#### TEXT BLOCK:

============================================================

Revisit your organisational purpose. Purpose, values and principles are powerful tools. By putting your organisation’s purpose and values front and center, you provide clear decision-making guidelines for yourself and your organisation. There are very tough and interesting decisions to make which have to be made fast; so having guiding principles on which the business believes in will help and assist all decision makers with sanity checking the choices that are in front of them. One noticeable characteristic of companies that adapt well during change is that they have a strong sense of identity. Leaders and employees have a shared sense of purpose and a common performance culture; they know what the company stands for beyond shareholder value and how to get things done right.
Revisit your purpose and values. Understand if they have been internalised and are proving useful. If so, find ways to increase their use. If not, adapt them as necessities, to help inspire and guide people while immunizing yourself against future disruption. Design your employee experience. The most resilient, adaptive and high performing companies are made up of people who know each other, like each other, and support each other.

============================================================

#### LISTED ENTRIES:
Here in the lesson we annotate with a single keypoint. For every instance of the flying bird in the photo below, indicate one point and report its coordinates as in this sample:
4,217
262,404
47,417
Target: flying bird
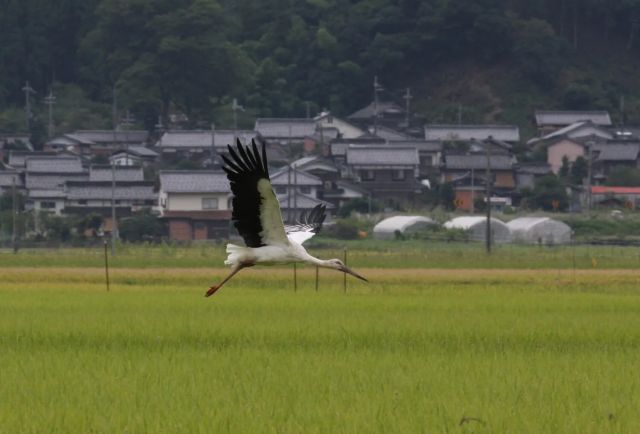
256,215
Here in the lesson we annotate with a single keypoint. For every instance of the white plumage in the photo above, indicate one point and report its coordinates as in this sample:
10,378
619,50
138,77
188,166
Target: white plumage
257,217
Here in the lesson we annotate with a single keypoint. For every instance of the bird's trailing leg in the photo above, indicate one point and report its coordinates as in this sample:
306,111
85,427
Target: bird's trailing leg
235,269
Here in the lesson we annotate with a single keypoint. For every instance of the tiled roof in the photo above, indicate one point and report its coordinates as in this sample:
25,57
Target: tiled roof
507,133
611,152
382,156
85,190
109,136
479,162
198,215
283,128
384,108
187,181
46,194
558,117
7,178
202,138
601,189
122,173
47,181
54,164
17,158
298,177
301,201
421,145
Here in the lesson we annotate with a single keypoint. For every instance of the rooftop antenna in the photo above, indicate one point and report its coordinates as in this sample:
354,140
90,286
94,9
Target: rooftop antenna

============================================================

#### YOUR ASSIGNMENT:
Translate this sentence from the text on organizational purpose into Spanish: "Purpose, values and principles are powerful tools."

#### RESULT:
El propósito, los valores y los principios son herramientas poderosas.